#  > 【巍峨峻山】 公告服務區 >  > 肉球蓋印處 >  > [報到] 新來的龍龍來報到

## 雨翼

各位好大家好,我是新來的ww
我叫雨翼(也可以叫我小雨)
一位只會手繪的小小
希望可以認識大家
總之請各位大大多指教><
這是本龍暫時的設定(圖下)

這是手繪畫風(劍齒虎獸人)

以後就請多指教了!!

----------


## 峰峰

HI~ 小雨

你的龍龍設定好可愛~
有著可愛的小角:3還有想捏的肉球(好想看全身 :jcdragon-want: 
劍齒虎獸人好帥氣!!
有著超好看的肌肉線條
然後表情好像思考著甚麼的感覺?(想著:今晚吃甚麼?(XD亂腦補 :jcdragon-eat: 

小雨感覺畫畫很厲害，身體Q版跟強壯版都很棒(羨慕XD
歡迎來到狼之樂園~也請多多指教!! :jcdragon-spin1:

----------


## tobyhokh

雨翼你好，

歡迎來到狼之樂園~
看見你的爪繪十分好看呢，希望你日後可以多多發佈給大家欣賞你棒棒的作品喔～

不過，記得發文前一定要注意版規，祝你在狼樂玩得開心、愉快！

----------


## 月光雪貂

雨翼你好~，我是月光雪貂，歡迎來到狼之樂園，雖然只會手繪，但是能看出你在輪廓，光影，立體和各種線條都相當熟練了呢，看來又是一位很有實力和潛力的新獸:3

歡迎有空時來線上聊天室聊天，也很期待看到你的其他作品，很高興能認識你，以後也請多多指教(鞠躬

----------


## 白雨云

雨翼你好~這裡是雨云
  看來是一位擅長手繪的可愛小龍呢 :jcdragon-want: ,壯壯的獸人也很帥氣喔!
我也是還不會電繪,平時在紙上亂塗亂寫,都是一些隨意亂撇的雜圖,實在做不出那麼細膩的光影啊.還得向各位多多學習呢 :jcdragon-nod-ebby: 
誠摯歡迎你的到來,希望你在這裡玩得開心,注意各版板規,有空也歡迎到聊天試看看喔.

(關於物件位置的資料集紀錄)
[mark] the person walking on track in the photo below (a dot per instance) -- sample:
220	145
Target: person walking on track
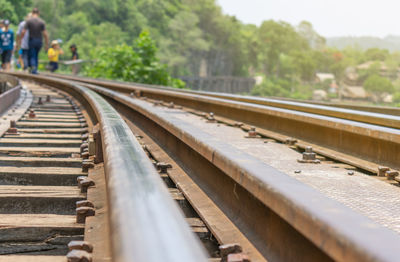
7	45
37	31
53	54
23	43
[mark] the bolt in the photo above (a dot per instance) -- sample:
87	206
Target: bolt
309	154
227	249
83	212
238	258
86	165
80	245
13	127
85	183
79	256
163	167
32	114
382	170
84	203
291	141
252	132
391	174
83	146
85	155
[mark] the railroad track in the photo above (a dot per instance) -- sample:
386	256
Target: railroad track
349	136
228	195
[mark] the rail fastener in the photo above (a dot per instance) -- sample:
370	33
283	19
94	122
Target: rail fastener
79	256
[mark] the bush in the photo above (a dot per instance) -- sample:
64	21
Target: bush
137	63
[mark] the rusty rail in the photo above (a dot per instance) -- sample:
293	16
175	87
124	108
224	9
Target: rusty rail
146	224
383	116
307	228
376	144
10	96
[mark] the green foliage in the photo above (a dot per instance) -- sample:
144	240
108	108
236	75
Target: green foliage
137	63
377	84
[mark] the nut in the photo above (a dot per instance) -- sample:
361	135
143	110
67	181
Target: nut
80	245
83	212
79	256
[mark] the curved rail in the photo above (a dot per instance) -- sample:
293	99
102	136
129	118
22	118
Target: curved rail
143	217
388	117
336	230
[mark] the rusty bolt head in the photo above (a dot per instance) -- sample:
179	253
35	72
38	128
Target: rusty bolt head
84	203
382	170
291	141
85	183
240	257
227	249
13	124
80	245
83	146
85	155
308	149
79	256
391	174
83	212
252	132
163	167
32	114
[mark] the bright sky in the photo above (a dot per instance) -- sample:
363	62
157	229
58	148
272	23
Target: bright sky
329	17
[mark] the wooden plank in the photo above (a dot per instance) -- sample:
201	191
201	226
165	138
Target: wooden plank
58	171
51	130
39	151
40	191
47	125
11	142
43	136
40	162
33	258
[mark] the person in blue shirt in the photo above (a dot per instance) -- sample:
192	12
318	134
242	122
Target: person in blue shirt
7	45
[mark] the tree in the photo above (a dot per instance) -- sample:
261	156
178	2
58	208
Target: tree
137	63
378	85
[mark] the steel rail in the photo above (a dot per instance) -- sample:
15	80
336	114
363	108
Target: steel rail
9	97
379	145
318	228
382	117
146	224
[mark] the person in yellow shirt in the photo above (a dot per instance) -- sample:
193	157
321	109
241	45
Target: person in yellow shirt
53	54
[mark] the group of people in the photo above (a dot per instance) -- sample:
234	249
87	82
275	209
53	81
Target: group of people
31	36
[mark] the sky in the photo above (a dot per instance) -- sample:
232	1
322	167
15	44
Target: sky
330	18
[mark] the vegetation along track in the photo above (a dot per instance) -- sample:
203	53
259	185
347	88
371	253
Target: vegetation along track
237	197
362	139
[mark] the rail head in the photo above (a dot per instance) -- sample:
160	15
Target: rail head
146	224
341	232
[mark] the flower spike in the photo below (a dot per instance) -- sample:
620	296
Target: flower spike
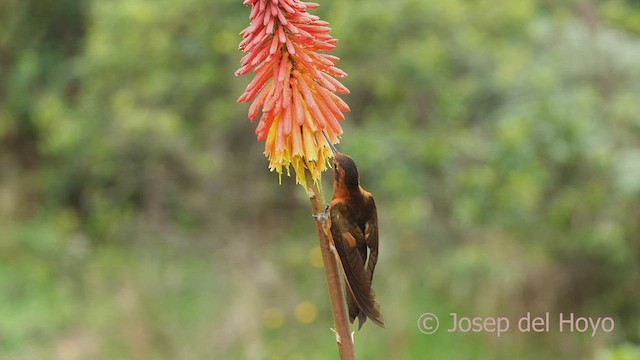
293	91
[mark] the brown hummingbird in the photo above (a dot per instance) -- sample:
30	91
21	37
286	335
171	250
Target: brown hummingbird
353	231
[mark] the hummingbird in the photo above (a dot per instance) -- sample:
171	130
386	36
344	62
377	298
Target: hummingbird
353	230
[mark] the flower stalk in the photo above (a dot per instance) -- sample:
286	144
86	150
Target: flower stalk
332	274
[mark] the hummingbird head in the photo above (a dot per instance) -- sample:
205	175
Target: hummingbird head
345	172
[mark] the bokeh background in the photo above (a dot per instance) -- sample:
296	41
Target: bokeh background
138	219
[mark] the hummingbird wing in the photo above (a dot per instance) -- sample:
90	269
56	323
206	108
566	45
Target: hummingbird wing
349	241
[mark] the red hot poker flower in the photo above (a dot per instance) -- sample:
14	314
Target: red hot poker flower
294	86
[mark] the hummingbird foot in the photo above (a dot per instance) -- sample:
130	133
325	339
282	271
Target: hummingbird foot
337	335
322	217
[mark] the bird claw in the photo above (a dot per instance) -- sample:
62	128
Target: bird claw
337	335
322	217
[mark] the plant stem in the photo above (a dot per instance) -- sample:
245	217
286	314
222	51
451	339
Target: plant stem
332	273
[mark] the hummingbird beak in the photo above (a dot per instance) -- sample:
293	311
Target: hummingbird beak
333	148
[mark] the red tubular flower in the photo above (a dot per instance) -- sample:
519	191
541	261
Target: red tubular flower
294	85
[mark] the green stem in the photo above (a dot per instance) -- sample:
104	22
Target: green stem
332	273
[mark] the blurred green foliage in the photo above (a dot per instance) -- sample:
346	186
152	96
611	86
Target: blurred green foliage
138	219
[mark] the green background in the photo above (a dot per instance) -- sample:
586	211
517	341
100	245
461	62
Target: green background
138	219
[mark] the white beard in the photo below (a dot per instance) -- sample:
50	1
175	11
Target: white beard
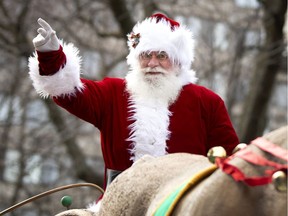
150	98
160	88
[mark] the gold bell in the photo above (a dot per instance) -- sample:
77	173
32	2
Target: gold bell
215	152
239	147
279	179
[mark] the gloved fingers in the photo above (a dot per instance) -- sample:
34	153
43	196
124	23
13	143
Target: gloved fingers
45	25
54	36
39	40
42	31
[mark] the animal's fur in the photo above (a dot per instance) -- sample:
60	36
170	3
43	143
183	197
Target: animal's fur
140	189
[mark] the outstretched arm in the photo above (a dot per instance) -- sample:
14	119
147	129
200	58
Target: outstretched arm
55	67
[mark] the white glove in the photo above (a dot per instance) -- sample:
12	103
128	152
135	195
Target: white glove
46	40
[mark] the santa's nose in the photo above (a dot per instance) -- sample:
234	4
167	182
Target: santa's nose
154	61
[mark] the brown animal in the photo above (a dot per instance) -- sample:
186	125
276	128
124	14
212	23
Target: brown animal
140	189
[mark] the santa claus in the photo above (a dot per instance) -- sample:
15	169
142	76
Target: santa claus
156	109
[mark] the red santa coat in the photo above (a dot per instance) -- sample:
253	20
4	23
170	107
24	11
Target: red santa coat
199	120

> _練習題目 1_
在這篇報到貼文裡，雨翼說大家也可以用什麼稱呼？
> _練習題目 2_
請照原文抄錄報到貼文中「雨翼你好~，我是月光雪貂，歡」到「看來是一位擅長手繪的可愛小龍呢 :jcdragon-want: ,壯壯的獸人也很帥氣喔!」這一段。
這些資料列取自另一個來源。

> _參考答案 1_
小雨

> _參考答案 2_
雨翼你好~，我是月光雪貂，歡迎來到狼之樂園，雖然只會手繪，但是能看出你在輪廓，光影，立體和各種線條都相當熟練了呢，看來又是一位很有實力和潛力的新獸:3

歡迎有空時來線上聊天室聊天，也很期待看到你的其他作品，很高興能認識你，以後也請多多指教(鞠躬

----------


## 白雨云

雨翼你好~這裡是雨云
  看來是一位擅長手繪的可愛小龍呢 :jcdragon-want: ,壯壯的獸人也很帥氣喔!